Text to read:
Time and Tide was a British weekly (and later monthly) political and literary review  magazine founded by Margaret, Lady Rhondda, in 1920. It started out as a supporter of left wing and feminist causes and the mouthpiece of the feminist Six Point Group.
 It later moved to the right along with the views of its owner. It always supported and published literary talent.
 
The first editor was  Helen Archdale. Lady Rhondda took over herself as editor in 1926 and remained so for the rest of her life.

Contributors included Nancy Astor, Margaret Bondfield, Vera Brittain, John Brophy, Margery Corbett-Ashby, Anthony Cronin (literary editor mid-1950s), E. M. Delafield, Charlotte Despard, Crystal Eastman, Leonora Eyles, Emma Goldman, Robert Graves, Graham Greene, Charlotte Haldane, Mary Hamilton, J. M. Harvey,  Winifred Holtby, Storm Jameson, Max Kenyon, Vera Laughton Mathews, D. H. Lawrence, C. S. Lewis, Wyndham Lewis, F. L. Lucas, Rose Macaulay, Naomi Mitchison, Eric Newton, G. K. Chesterton, George Orwell, Emmeline Pankhurst, Eleanor Rathbone, Elizabeth Robins, Olive Schreiner, George Bernard Shaw, Ethel Smyth, Helena Swanwick, Ernst Toller, Rebecca West, Ellen Wilkinson, Charles Williams, Margaret Wintringham and Virginia Woolf.

In 1940, the article "The Necessity of Chivalry" by C. S. Lewis was published in Time and Tide, beginning an association between Lewis and the magazine that would last 20 years and include more articles and reviews. In 1944, Lewis's articles "Democratic Education" and "The Parthenon and the Optative" were published, while "Hedonics" appeared in 1945. In 1946, the magazine published Lewis's articles "Different Tastes in Literature" and "Period Criticism". In 1954, Lewis published one of the first reviews of J. R. R. Tolkien's The Fellowship of the Ring, and in 1955 his reviews of The Two Towers and The Return of the King were published. Lewis also frequently contributed poetry, including his poem "The Meteorite" (7 December 1946), which he used as the motto for his book Miracles (1947).

Another significant contributor was Lewis's friend and fellow Oxford "Inkling" Charles Williams, who contributed regularly from 1937 until his death in 1945. His important articles included a review of the 'B' text of W. B. Yeats's A Vision (1937) and an exposition of his own Arthurian sequence of poems, Taliessin Through Logres (1938).

Aim: Rewrite the passage about Time and Tide from "The first editor" up to and including "and Virginia Woolf.", putting "Writers" in place of "Contributors".

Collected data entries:
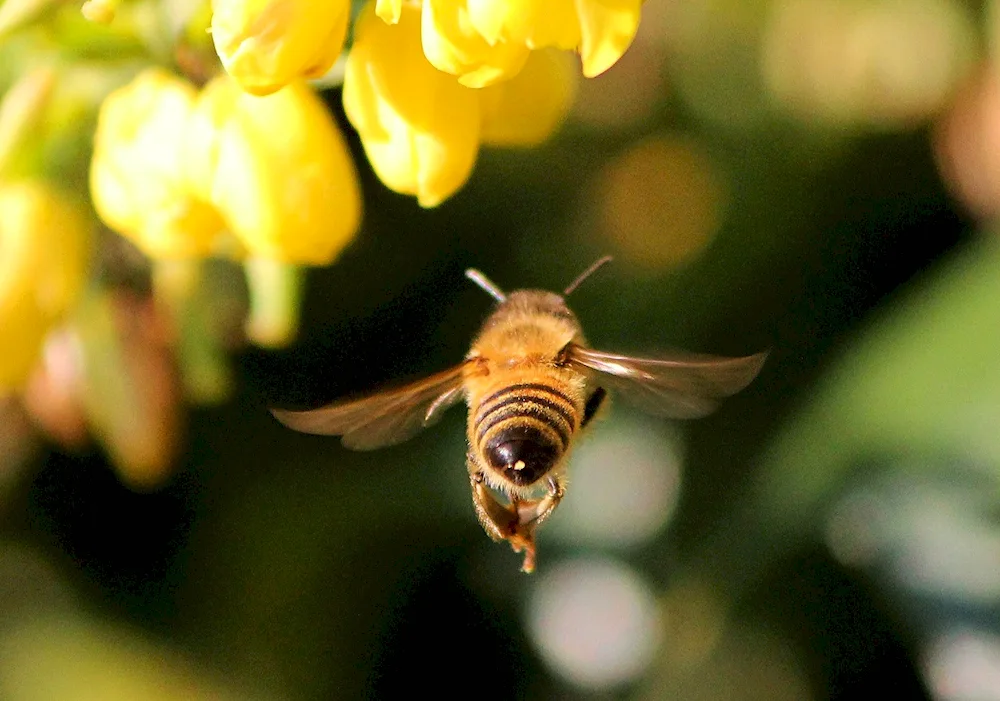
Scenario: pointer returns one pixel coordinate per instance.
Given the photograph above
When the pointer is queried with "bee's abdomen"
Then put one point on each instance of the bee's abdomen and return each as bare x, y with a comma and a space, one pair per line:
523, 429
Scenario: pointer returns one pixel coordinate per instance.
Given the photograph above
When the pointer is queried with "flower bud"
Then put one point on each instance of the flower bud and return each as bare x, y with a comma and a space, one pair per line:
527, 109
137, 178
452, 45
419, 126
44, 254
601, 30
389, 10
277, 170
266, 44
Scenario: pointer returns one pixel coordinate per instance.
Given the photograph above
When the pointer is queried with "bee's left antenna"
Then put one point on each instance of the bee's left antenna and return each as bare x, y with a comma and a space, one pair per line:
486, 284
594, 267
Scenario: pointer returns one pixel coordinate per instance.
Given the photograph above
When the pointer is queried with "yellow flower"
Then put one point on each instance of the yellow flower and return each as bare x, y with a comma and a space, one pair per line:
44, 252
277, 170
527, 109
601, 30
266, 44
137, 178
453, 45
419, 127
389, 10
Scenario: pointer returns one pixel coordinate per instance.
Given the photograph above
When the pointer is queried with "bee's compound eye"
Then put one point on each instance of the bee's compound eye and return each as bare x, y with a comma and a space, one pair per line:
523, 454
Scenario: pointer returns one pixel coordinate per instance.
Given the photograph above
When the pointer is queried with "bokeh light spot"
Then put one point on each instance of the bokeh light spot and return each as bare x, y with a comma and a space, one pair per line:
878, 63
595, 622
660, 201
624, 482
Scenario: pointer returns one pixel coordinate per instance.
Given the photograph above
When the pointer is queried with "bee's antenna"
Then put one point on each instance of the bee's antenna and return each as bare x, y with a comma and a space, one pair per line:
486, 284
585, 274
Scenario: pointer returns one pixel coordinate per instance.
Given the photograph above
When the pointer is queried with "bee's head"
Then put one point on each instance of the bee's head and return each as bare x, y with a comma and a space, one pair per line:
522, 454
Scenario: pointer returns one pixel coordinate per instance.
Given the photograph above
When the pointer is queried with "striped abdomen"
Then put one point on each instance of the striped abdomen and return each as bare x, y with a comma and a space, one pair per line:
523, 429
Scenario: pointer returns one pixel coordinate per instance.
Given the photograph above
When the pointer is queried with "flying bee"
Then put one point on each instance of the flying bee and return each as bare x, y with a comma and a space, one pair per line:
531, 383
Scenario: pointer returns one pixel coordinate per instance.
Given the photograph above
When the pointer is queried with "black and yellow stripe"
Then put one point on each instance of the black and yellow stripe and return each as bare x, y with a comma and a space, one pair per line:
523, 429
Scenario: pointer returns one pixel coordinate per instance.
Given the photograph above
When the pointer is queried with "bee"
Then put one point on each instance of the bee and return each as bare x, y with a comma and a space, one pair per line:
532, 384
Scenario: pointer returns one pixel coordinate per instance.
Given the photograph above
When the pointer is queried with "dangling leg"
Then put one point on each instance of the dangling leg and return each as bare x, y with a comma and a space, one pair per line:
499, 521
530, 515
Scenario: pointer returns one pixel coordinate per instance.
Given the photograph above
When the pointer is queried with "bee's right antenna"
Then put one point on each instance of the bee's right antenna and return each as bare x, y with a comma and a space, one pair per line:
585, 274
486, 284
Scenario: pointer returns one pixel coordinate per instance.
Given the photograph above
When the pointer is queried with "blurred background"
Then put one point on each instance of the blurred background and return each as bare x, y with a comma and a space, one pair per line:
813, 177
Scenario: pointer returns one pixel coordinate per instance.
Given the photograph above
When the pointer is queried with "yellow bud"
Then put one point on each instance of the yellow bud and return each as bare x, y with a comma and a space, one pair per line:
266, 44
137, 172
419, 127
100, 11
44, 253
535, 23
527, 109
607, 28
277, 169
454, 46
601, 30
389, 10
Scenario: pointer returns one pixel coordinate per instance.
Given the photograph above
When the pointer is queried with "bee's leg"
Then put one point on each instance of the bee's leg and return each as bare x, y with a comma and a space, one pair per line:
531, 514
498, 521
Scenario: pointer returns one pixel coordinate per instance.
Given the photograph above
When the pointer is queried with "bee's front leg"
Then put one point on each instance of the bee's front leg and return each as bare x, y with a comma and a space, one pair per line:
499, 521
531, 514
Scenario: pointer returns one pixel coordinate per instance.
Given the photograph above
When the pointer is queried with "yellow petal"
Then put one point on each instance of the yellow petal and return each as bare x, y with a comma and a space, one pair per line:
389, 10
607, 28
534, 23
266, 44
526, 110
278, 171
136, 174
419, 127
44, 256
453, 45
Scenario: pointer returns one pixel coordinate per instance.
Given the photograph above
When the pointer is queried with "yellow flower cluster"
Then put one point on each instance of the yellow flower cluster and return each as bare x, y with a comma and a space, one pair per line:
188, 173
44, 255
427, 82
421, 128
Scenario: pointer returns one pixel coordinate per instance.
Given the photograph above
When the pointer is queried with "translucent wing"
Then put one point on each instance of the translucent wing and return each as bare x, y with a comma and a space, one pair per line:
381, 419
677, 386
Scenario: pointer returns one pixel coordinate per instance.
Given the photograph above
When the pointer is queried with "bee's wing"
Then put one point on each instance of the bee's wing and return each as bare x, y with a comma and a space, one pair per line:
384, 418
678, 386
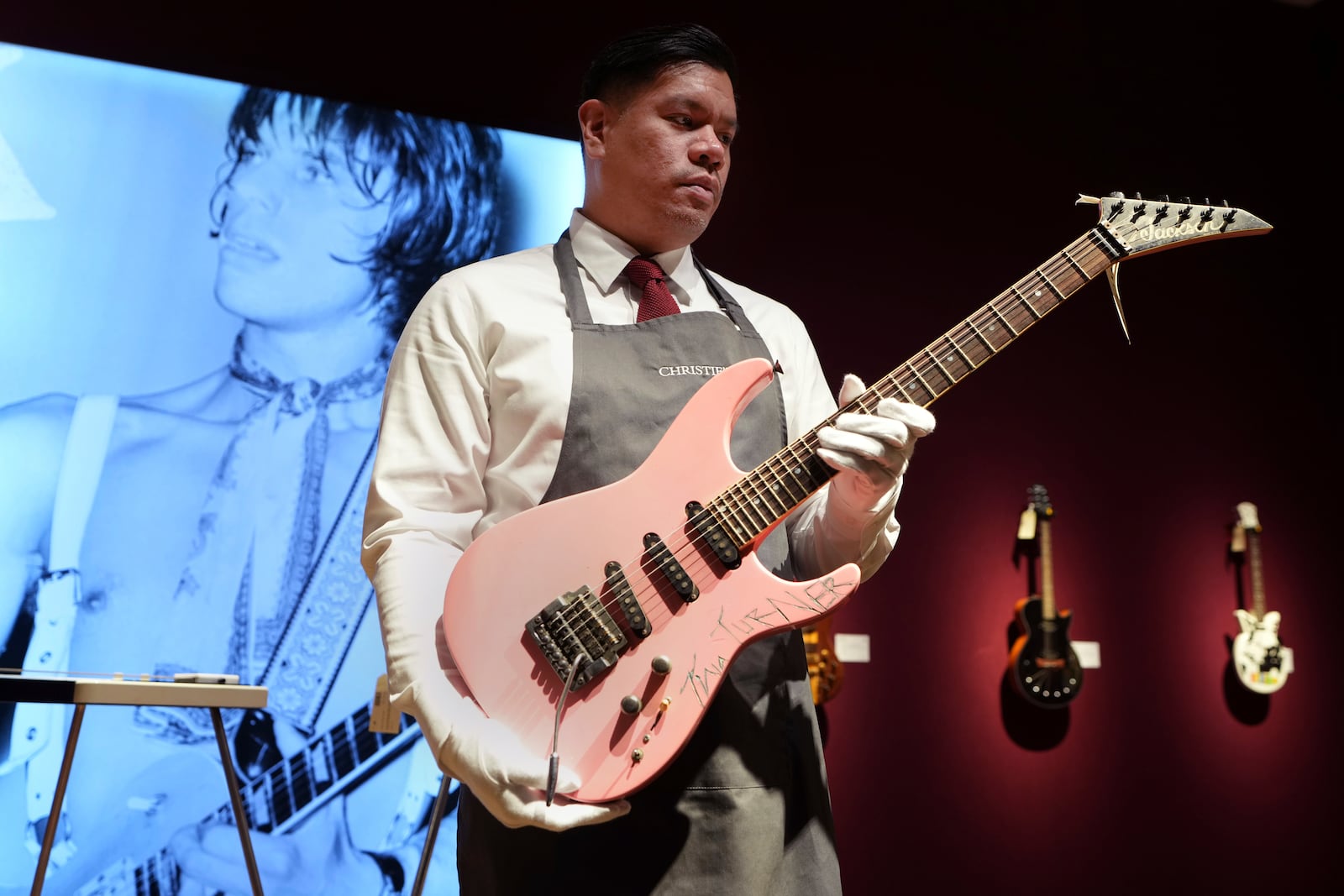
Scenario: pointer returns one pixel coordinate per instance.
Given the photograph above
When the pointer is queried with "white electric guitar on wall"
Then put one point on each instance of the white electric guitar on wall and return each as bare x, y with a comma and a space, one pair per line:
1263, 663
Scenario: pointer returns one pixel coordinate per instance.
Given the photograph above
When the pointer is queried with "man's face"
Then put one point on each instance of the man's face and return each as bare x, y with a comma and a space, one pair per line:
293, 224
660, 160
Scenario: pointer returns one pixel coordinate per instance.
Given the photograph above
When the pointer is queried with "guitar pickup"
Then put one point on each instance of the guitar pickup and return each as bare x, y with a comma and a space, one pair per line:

Full output:
The first editor was  Helen Archdale. Lady Rhondda took over herself as editor in 1926 and remained so for the rest of her life.

Writers included Nancy Astor, Margaret Bondfield, Vera Brittain, John Brophy, Margery Corbett-Ashby, Anthony Cronin (literary editor mid-1950s), E. M. Delafield, Charlotte Despard, Crystal Eastman, Leonora Eyles, Emma Goldman, Robert Graves, Graham Greene, Charlotte Haldane, Mary Hamilton, J. M. Harvey,  Winifred Holtby, Storm Jameson, Max Kenyon, Vera Laughton Mathews, D. H. Lawrence, C. S. Lewis, Wyndham Lewis, F. L. Lucas, Rose Macaulay, Naomi Mitchison, Eric Newton, G. K. Chesterton, George Orwell, Emmeline Pankhurst, Eleanor Rathbone, Elizabeth Robins, Olive Schreiner, George Bernard Shaw, Ethel Smyth, Helena Swanwick, Ernst Toller, Rebecca West, Ellen Wilkinson, Charles Williams, Margaret Wintringham and Virginia Woolf.